> **EXTRACTED INFORMATION**:
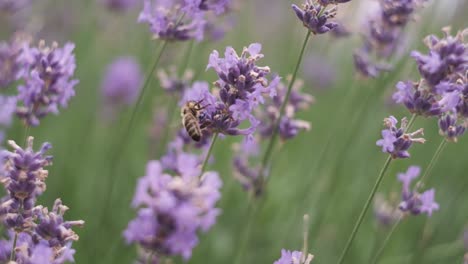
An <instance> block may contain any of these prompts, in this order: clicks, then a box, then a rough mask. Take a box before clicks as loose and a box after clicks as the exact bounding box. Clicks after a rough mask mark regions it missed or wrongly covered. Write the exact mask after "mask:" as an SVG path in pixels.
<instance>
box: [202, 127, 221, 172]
mask: <svg viewBox="0 0 468 264" xmlns="http://www.w3.org/2000/svg"><path fill="white" fill-rule="evenodd" d="M218 135H219V133H214V135H213V137H212V138H211V143H210V147H209V148H208V152H207V153H206V156H205V159H204V160H203V163H202V166H201V171H200V177H201V176H202V175H203V173H204V172H205V169H206V165H207V164H208V160H209V159H210V156H211V152H212V151H213V148H214V144H215V143H216V139H218Z"/></svg>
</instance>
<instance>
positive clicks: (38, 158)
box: [0, 137, 84, 264]
mask: <svg viewBox="0 0 468 264" xmlns="http://www.w3.org/2000/svg"><path fill="white" fill-rule="evenodd" d="M9 144H10V146H11V147H12V148H13V150H14V151H13V152H8V151H3V152H2V153H1V154H0V156H1V157H0V161H1V164H0V165H1V169H0V181H1V183H2V184H3V185H4V186H5V190H6V191H7V195H6V196H5V197H4V198H2V199H1V204H0V219H1V220H2V222H3V224H4V225H5V227H6V228H7V229H8V230H9V231H11V233H10V235H11V236H12V237H13V236H14V235H13V234H17V235H18V243H17V245H16V248H15V249H12V246H13V243H12V239H11V240H10V241H0V261H2V262H3V261H4V260H8V259H9V252H11V251H12V250H14V251H15V252H16V255H15V259H14V261H15V262H16V263H31V264H32V263H54V264H55V263H57V264H59V263H64V262H66V261H73V254H74V252H75V251H74V250H73V249H72V248H71V244H72V242H73V241H76V240H78V235H77V234H76V233H75V232H74V231H73V230H72V227H74V226H83V224H84V222H83V221H81V220H79V221H64V219H63V215H64V213H65V212H66V211H67V210H68V207H66V206H64V205H63V204H62V201H61V200H60V199H57V200H56V201H55V203H54V206H53V208H52V211H51V212H49V211H48V209H47V208H44V207H43V206H41V205H36V200H37V197H38V196H39V195H40V194H42V193H43V192H44V191H45V189H46V184H45V179H46V178H47V176H48V171H47V170H45V169H44V167H45V166H48V165H50V164H51V162H52V156H46V155H45V153H46V151H47V150H48V149H50V147H51V145H50V144H49V143H45V144H43V146H42V148H41V149H40V150H39V151H38V152H34V150H33V138H32V137H29V138H28V142H27V148H26V149H23V148H21V147H19V146H18V145H17V144H16V143H15V142H14V141H9ZM6 253H8V255H7V256H5V254H6Z"/></svg>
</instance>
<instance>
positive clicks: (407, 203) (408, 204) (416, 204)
mask: <svg viewBox="0 0 468 264" xmlns="http://www.w3.org/2000/svg"><path fill="white" fill-rule="evenodd" d="M420 173H421V168H420V167H418V166H410V167H409V168H408V170H407V171H406V173H399V174H398V180H399V181H400V182H401V183H402V184H403V187H402V201H401V203H400V205H399V208H400V210H401V211H403V212H409V213H411V214H413V215H418V214H421V213H426V214H427V215H428V216H431V215H432V212H433V211H437V210H439V204H438V203H436V202H435V201H434V195H435V190H434V189H430V190H427V191H425V192H423V193H418V192H417V190H416V189H415V190H413V191H411V190H410V185H411V182H412V181H413V180H414V179H415V178H417V177H418V176H419V174H420Z"/></svg>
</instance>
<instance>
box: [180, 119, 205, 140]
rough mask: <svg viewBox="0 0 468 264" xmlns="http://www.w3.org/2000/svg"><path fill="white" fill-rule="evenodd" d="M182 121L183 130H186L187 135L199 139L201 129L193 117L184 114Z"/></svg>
mask: <svg viewBox="0 0 468 264" xmlns="http://www.w3.org/2000/svg"><path fill="white" fill-rule="evenodd" d="M183 122H184V126H185V130H186V131H187V133H188V134H189V136H190V137H191V138H192V139H193V140H195V141H200V139H201V129H200V126H199V125H198V122H197V120H196V119H195V117H194V116H185V117H184V119H183Z"/></svg>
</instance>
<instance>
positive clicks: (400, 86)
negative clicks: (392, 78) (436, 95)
mask: <svg viewBox="0 0 468 264" xmlns="http://www.w3.org/2000/svg"><path fill="white" fill-rule="evenodd" d="M396 88H397V91H396V92H395V93H394V94H393V97H392V98H393V100H394V101H395V102H396V103H403V104H404V105H405V106H406V108H408V110H409V111H410V113H413V114H417V115H422V116H426V117H427V116H438V115H440V114H441V113H442V110H443V109H442V107H441V104H440V102H439V101H438V100H437V98H436V96H435V95H434V94H433V93H431V92H430V91H428V90H427V89H424V87H422V85H421V84H420V83H412V82H398V83H397V85H396Z"/></svg>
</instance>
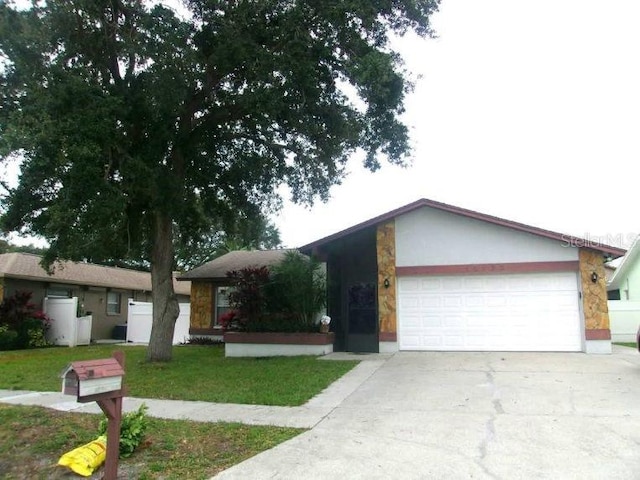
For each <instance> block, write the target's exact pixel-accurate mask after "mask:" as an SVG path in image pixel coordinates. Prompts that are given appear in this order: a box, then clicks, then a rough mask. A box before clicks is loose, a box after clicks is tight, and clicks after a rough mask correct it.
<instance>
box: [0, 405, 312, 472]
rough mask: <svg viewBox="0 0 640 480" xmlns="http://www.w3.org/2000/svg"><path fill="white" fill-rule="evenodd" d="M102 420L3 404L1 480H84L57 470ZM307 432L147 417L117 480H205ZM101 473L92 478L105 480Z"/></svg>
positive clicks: (96, 418)
mask: <svg viewBox="0 0 640 480" xmlns="http://www.w3.org/2000/svg"><path fill="white" fill-rule="evenodd" d="M99 421H100V416H98V415H90V414H79V413H66V412H56V411H53V410H48V409H45V408H41V407H25V406H9V405H2V404H0V476H1V477H2V478H4V479H43V480H44V479H47V480H49V479H58V478H60V479H63V478H72V477H73V478H80V477H77V476H75V475H73V474H69V470H67V469H66V468H63V467H59V466H57V465H56V464H57V462H58V459H59V458H60V456H61V455H62V454H64V453H66V452H68V451H70V450H73V449H74V448H76V447H79V446H80V445H84V444H85V443H87V442H90V441H91V440H93V439H95V437H96V436H97V429H98V423H99ZM302 431H303V430H301V429H295V428H281V427H264V426H247V425H240V424H231V423H196V422H189V421H182V420H160V419H155V418H151V417H148V427H147V433H146V435H145V440H144V442H143V444H142V445H141V446H139V447H138V449H136V451H135V452H134V454H133V456H131V457H130V458H127V459H120V462H119V472H118V478H137V479H183V478H189V479H206V478H210V477H212V476H213V475H215V474H216V473H218V472H220V471H221V470H224V469H226V468H229V467H230V466H232V465H235V464H236V463H239V462H241V461H242V460H244V459H246V458H249V457H251V456H253V455H256V454H257V453H259V452H261V451H263V450H267V449H269V448H272V447H274V446H275V445H277V444H279V443H281V442H283V441H285V440H288V439H290V438H292V437H294V436H296V435H298V434H299V433H301V432H302ZM102 473H103V470H102V469H100V470H97V473H94V475H93V476H92V477H91V478H101V477H102Z"/></svg>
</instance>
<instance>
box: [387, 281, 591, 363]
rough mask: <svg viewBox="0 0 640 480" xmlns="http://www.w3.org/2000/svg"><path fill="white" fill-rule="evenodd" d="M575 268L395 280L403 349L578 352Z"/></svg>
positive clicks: (580, 329) (579, 319)
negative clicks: (539, 273)
mask: <svg viewBox="0 0 640 480" xmlns="http://www.w3.org/2000/svg"><path fill="white" fill-rule="evenodd" d="M577 284H578V282H577V275H576V274H575V273H566V272H562V273H540V274H538V273H536V274H517V275H515V274H505V275H467V276H425V277H400V278H399V279H398V307H399V310H398V320H399V322H398V323H399V325H398V336H399V348H400V350H470V351H491V350H494V351H506V350H512V351H545V350H546V351H580V350H581V347H582V341H581V339H582V334H581V330H582V329H581V328H580V324H581V322H580V311H579V306H578V290H577Z"/></svg>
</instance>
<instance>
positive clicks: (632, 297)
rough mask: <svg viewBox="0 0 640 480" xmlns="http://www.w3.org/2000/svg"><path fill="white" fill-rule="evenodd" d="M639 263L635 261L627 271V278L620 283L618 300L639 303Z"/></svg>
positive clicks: (639, 263)
mask: <svg viewBox="0 0 640 480" xmlns="http://www.w3.org/2000/svg"><path fill="white" fill-rule="evenodd" d="M639 264H640V262H639V261H636V262H635V264H634V265H632V267H631V268H630V269H629V274H628V275H627V278H625V279H623V280H622V282H621V283H620V300H629V301H632V302H638V301H640V265H639Z"/></svg>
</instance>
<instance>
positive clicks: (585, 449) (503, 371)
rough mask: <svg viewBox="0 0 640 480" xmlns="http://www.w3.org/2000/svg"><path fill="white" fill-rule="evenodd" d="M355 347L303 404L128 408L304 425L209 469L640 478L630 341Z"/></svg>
mask: <svg viewBox="0 0 640 480" xmlns="http://www.w3.org/2000/svg"><path fill="white" fill-rule="evenodd" d="M333 358H340V354H334V355H333ZM351 358H354V357H351ZM355 358H358V359H360V360H363V361H362V362H361V363H360V364H359V365H358V366H357V367H356V368H354V369H353V370H352V371H351V372H349V373H348V374H347V375H345V376H344V377H343V378H342V379H340V380H338V381H337V382H335V383H334V384H333V385H331V386H330V387H329V388H327V389H326V390H325V391H324V392H322V393H321V394H320V395H318V396H317V397H315V398H314V399H312V400H311V401H309V402H308V403H306V404H305V405H303V406H301V407H291V408H289V407H265V406H253V405H220V404H208V403H204V402H174V401H161V400H152V399H134V398H127V399H126V400H125V409H127V410H131V409H135V408H137V406H138V405H139V404H140V403H141V402H142V401H144V402H145V403H147V405H149V408H150V413H151V415H153V416H158V417H162V418H174V419H175V418H179V419H191V420H196V421H218V420H225V421H239V422H244V423H250V424H270V425H283V426H294V427H306V428H310V430H309V431H307V432H305V433H303V434H301V435H298V436H297V437H294V438H292V439H291V440H289V441H286V442H284V443H282V444H280V445H277V446H276V447H274V448H272V449H270V450H267V451H265V452H262V453H260V454H258V455H256V456H254V457H252V458H250V459H248V460H246V461H244V462H242V463H240V464H238V465H235V466H233V467H231V468H229V469H228V470H225V471H223V472H221V473H219V474H218V475H217V476H216V477H214V478H215V479H217V480H229V479H232V480H233V479H243V480H244V479H247V478H251V479H256V480H260V479H283V480H284V479H299V478H304V479H305V480H314V479H333V478H345V479H346V478H348V479H389V478H392V479H395V478H402V479H474V480H478V479H504V480H507V479H509V480H511V479H515V480H518V479H523V480H524V479H532V478H535V479H580V480H591V479H593V480H596V479H598V480H599V479H602V478H615V479H616V480H627V479H628V480H637V479H638V478H640V355H639V354H638V352H637V351H635V350H633V349H630V348H624V347H614V353H613V354H612V355H601V356H598V355H586V354H583V353H516V352H513V353H500V352H487V353H461V352H456V353H454V352H442V353H438V352H415V353H411V352H401V353H397V354H395V355H387V356H384V355H367V356H356V357H355ZM0 402H6V403H14V404H16V403H17V404H27V405H45V406H49V407H52V408H58V409H61V410H73V411H97V407H96V406H92V405H79V404H76V403H75V402H69V397H63V396H62V395H59V394H55V393H46V394H43V393H34V392H15V391H9V392H7V391H4V392H2V391H0Z"/></svg>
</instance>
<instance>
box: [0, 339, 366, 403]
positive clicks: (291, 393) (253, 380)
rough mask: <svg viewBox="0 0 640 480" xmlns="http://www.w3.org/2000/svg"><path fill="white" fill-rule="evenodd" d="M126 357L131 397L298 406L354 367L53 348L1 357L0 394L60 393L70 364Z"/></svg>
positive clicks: (89, 346)
mask: <svg viewBox="0 0 640 480" xmlns="http://www.w3.org/2000/svg"><path fill="white" fill-rule="evenodd" d="M115 350H122V351H124V353H125V372H126V374H125V377H124V383H125V385H126V386H127V388H128V395H129V396H131V397H142V398H164V399H173V400H201V401H205V402H222V403H245V404H258V405H283V406H296V405H302V404H304V403H305V402H307V401H308V400H309V399H310V398H311V397H313V396H314V395H316V394H318V393H320V392H321V391H322V390H323V389H325V388H326V387H327V386H328V385H330V384H331V383H332V382H334V381H335V380H337V379H338V378H340V377H341V376H342V375H344V374H345V373H346V372H348V371H349V370H351V369H352V368H353V367H354V366H355V365H356V364H357V362H356V361H330V362H327V361H319V360H317V359H316V358H315V357H269V358H225V357H224V347H223V346H220V345H216V346H210V345H206V346H205V345H184V346H176V347H174V350H173V361H171V362H169V363H153V364H150V363H147V362H145V353H146V347H134V346H112V345H110V346H104V345H100V346H88V347H75V348H68V347H54V348H43V349H36V350H20V351H8V352H0V389H10V390H36V391H58V390H60V388H61V380H60V378H59V375H60V373H61V371H62V370H63V369H64V367H66V366H67V364H69V363H70V362H72V361H76V360H86V359H97V358H106V357H110V356H111V354H112V352H113V351H115Z"/></svg>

> **GOAL OF THE EXERCISE**: Turn the items, from the start through the line that contains "box: [202, 127, 221, 172]", into a JSON list of strings with one string per line. Skip blank lines and omit the pictures.

> **COMPLETED EXERCISE**:
[
  "An <instance> block may contain any of these prompts, in this order: clicks, then a box, then a rough mask. Take a box before clicks as loose and a box after clicks as the exact bounding box. Clicks after a rough mask mark regions it missed or wrongly covered. Write the exact mask after \"mask:\" as an SVG path in pixels.",
  "<instance>",
  "box: [202, 127, 221, 172]"
]